* **To do**
Please retype every entry below, keeping it exactly the same.

* **Input for this task**
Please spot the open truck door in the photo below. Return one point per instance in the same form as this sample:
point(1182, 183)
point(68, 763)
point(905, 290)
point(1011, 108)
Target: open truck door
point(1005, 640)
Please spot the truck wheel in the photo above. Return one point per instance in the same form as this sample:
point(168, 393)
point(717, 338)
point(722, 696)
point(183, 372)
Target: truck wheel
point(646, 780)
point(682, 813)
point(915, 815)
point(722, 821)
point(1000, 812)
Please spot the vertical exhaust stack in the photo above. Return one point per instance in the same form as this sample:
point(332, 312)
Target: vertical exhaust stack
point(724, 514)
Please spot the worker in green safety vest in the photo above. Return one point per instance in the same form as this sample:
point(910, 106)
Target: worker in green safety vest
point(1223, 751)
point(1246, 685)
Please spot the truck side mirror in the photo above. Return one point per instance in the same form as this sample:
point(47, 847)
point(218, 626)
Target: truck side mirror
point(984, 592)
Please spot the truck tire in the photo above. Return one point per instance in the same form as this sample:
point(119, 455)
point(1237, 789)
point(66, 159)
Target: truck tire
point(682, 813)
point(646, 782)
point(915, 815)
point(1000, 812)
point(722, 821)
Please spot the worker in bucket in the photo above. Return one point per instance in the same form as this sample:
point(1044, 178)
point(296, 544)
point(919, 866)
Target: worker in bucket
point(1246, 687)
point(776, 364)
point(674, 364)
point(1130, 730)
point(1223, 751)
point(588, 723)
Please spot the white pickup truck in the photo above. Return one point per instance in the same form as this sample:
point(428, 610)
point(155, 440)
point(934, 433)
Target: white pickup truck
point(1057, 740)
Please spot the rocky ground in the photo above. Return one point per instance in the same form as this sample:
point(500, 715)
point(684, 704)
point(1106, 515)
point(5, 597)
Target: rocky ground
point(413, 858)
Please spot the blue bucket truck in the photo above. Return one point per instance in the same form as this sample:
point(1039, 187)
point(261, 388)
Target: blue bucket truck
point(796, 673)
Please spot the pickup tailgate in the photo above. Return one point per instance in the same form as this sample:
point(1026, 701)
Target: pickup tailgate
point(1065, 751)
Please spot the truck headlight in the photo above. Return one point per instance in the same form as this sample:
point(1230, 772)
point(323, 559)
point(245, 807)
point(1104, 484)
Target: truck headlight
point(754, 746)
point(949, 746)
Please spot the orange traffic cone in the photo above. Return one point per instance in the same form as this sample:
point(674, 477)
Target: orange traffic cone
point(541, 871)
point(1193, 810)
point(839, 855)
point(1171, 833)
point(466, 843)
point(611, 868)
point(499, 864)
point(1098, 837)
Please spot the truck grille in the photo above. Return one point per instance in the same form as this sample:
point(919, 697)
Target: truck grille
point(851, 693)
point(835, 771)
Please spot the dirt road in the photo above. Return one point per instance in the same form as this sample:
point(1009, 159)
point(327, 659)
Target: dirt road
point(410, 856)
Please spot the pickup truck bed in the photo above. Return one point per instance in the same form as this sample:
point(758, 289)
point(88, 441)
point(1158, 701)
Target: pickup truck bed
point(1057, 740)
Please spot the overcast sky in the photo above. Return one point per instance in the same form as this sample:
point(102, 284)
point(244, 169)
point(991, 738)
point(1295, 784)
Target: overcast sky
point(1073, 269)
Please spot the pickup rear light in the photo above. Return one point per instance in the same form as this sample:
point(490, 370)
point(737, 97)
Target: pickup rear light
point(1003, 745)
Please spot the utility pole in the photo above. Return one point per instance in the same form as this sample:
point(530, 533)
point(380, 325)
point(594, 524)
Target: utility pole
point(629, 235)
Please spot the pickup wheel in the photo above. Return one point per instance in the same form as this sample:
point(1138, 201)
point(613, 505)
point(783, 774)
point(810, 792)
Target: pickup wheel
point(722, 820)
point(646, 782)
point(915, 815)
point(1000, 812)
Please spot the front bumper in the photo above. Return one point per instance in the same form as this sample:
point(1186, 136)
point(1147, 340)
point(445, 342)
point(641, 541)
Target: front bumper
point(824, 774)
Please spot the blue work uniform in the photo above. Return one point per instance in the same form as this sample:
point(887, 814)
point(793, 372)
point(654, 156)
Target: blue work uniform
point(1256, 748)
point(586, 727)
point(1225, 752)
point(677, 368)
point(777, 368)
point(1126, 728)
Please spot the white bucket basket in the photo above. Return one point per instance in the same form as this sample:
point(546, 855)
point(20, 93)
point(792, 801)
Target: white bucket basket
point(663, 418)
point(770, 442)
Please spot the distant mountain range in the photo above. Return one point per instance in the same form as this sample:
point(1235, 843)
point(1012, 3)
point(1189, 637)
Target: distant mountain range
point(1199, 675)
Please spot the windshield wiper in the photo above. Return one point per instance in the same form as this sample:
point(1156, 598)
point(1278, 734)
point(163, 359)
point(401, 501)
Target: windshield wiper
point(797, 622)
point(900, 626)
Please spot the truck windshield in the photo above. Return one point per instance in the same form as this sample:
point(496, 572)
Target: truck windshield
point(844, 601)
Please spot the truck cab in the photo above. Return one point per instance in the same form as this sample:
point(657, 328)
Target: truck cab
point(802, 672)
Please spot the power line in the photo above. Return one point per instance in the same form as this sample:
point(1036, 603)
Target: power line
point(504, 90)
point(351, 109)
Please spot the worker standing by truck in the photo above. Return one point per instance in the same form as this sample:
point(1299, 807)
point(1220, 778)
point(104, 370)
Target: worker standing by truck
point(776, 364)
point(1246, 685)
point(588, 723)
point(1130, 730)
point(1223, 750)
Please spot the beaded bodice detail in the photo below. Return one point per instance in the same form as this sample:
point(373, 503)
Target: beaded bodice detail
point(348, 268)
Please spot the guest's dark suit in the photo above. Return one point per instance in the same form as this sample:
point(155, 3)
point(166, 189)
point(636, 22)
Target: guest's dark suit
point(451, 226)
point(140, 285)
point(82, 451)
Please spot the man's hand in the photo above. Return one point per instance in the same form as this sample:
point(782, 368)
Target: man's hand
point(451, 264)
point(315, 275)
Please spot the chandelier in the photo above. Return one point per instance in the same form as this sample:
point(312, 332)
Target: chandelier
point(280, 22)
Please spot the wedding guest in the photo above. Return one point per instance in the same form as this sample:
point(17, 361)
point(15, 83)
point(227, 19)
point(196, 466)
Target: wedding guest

* **Answer to this task**
Please spot the open truck door in the photo below. Return one point per instance in the same form as this sample:
point(1182, 183)
point(68, 763)
point(905, 290)
point(1011, 108)
Target: open truck door
point(1005, 640)
Please spot the truck wheel in the photo above. Return one point per instance in the same form as this sample:
point(168, 393)
point(717, 338)
point(722, 696)
point(183, 372)
Target: truck wheel
point(646, 780)
point(682, 813)
point(915, 815)
point(722, 821)
point(1000, 812)
Please spot the vertical exhaust stack in the photo above. Return one point per instance in the same form as this sample:
point(332, 312)
Target: vertical exhaust stack
point(724, 514)
Please spot the worker in green safety vest in the photo above. Return one point per instance in the same form as this sample:
point(910, 106)
Target: worker in green safety vest
point(1223, 751)
point(1246, 685)
Please spot the truck side mirror in the photo above. Return one point per instance in the same form as this sample:
point(47, 847)
point(218, 626)
Target: truck side mirror
point(984, 592)
Please spot the truck tire in the photo above. Return one point per instance in the same form as this sample:
point(119, 455)
point(1237, 789)
point(66, 159)
Target: truck tire
point(682, 813)
point(646, 782)
point(915, 815)
point(1000, 812)
point(722, 821)
Please spot the worker in bucket in the photo above. Return one point per instance in the same form as this sample:
point(1044, 178)
point(296, 544)
point(919, 866)
Target: worker in bucket
point(1246, 687)
point(776, 364)
point(674, 364)
point(1130, 730)
point(1223, 751)
point(588, 723)
Please spot the white pickup truck in the photo above. Return one point per instance in the same form as this sample:
point(428, 610)
point(155, 440)
point(934, 433)
Target: white pickup truck
point(1057, 740)
Please spot the rocky ground in the photo above. Return one point per instance in the same form as this sample:
point(500, 715)
point(684, 704)
point(1106, 515)
point(5, 597)
Target: rocky ground
point(413, 858)
Please spot the blue bucket truck in the photo above. Return one point per instance in the same form as this sample:
point(1039, 187)
point(261, 388)
Target: blue bucket truck
point(796, 673)
Please spot the pickup tailgate in the photo above. Return one point per instance in the same form as this sample:
point(1026, 701)
Target: pickup tailgate
point(1065, 751)
Please spot the truck headlight in the photo above. Return one point per instance in the same form as this sample:
point(1230, 772)
point(323, 559)
point(245, 807)
point(1104, 484)
Target: truck headlight
point(754, 746)
point(949, 746)
Please spot the orange traffic cone in the photo above. Return one point per instance in the same form as this sample:
point(674, 477)
Target: orange traffic cone
point(541, 871)
point(1193, 810)
point(839, 855)
point(1171, 833)
point(466, 843)
point(611, 868)
point(499, 864)
point(1098, 837)
Please spot the truck grille in the photo above. Return one point per instance in the same form as this sample:
point(919, 697)
Target: truck grille
point(851, 693)
point(835, 771)
Please spot the dirt road in the photo above. Return one point per instance in the same form as this sample:
point(1009, 159)
point(327, 659)
Target: dirt road
point(410, 856)
Please spot the pickup truck bed in the photo above. Return one point per instance in the same form as this sample:
point(758, 289)
point(88, 441)
point(1158, 701)
Target: pickup truck bed
point(1057, 740)
Please spot the overcast sky in the photo above. Return one point per instance in the same form as this sample:
point(102, 284)
point(244, 169)
point(991, 738)
point(1295, 784)
Target: overcast sky
point(1073, 269)
Please spot the pickup rear light in the photo above. Return one point per instance in the same form as this sample:
point(490, 370)
point(737, 97)
Target: pickup rear light
point(1003, 745)
Please spot the utility pole in the photo above. Return one point per instance in the same form as this sample:
point(530, 533)
point(380, 325)
point(594, 524)
Target: utility pole
point(629, 235)
Please spot the pickup wheel in the photo above. Return one point per instance in the same form as this sample:
point(1138, 201)
point(613, 505)
point(783, 774)
point(810, 792)
Target: pickup wheel
point(722, 820)
point(646, 782)
point(915, 815)
point(1000, 812)
Please spot the front bumper in the photo above. Return one point per instance in the same form as this sample:
point(1186, 136)
point(1147, 340)
point(445, 342)
point(641, 541)
Target: front bumper
point(824, 774)
Please spot the blue work uniform in the photo above. Return one point per instance in the same form as this sample:
point(887, 814)
point(793, 372)
point(654, 156)
Target: blue work uniform
point(1256, 748)
point(586, 727)
point(1225, 752)
point(677, 368)
point(777, 368)
point(1126, 728)
Please spot the white bucket basket in the photo above. Return one point per instance in the same form as this sample:
point(546, 855)
point(20, 93)
point(792, 801)
Target: white bucket basket
point(663, 418)
point(770, 442)
Please spot the distant mountain range in the photo above. Return one point per instance in the same form as this sample:
point(1235, 843)
point(1012, 3)
point(1189, 637)
Target: distant mountain range
point(1199, 675)
Please spot the windshield wiper in the photo above. Return one point per instance in the same form as this sample:
point(1156, 598)
point(1278, 734)
point(163, 359)
point(401, 501)
Target: windshield wiper
point(797, 622)
point(900, 626)
Please spot the truck windshield in the photo above. Return one point per instance in the same form as this sample:
point(496, 572)
Target: truck windshield
point(844, 601)
Please spot the truck cab in the photo above. Return one point per instance in the same form as this sample:
point(657, 328)
Target: truck cab
point(802, 672)
Please spot the power line in the photo above. Return one point per instance in the same form as this sample:
point(1036, 603)
Target: power line
point(504, 90)
point(351, 109)
Please spot the worker standing by truck in the photo above. Return one point per instance in the same form as this sample:
point(1299, 807)
point(1220, 778)
point(104, 370)
Target: worker standing by truck
point(776, 364)
point(1246, 685)
point(588, 723)
point(1130, 730)
point(1223, 750)
Please spot the beaded bodice detail in the photo below. Return one point per instance in the same form as this sample:
point(373, 503)
Target: beaded bodice detail
point(348, 268)
Please spot the guest's dark suit in the photo above. Return one point per instance in the same form as this sample:
point(155, 3)
point(166, 189)
point(636, 22)
Target: guest's dark suit
point(451, 226)
point(140, 285)
point(82, 451)
Please spot the man's hand in the photo above. Return one point per instance in the same form as this sample:
point(782, 368)
Target: man's hand
point(451, 264)
point(315, 275)
Please spot the chandelier in the photo above. Return one point per instance in the same form as this sample:
point(312, 332)
Target: chandelier
point(280, 22)
Please spot the wedding guest in the photo above. Return one point per instance in the same form as this sample:
point(17, 361)
point(15, 83)
point(227, 19)
point(196, 466)
Target: wedding guest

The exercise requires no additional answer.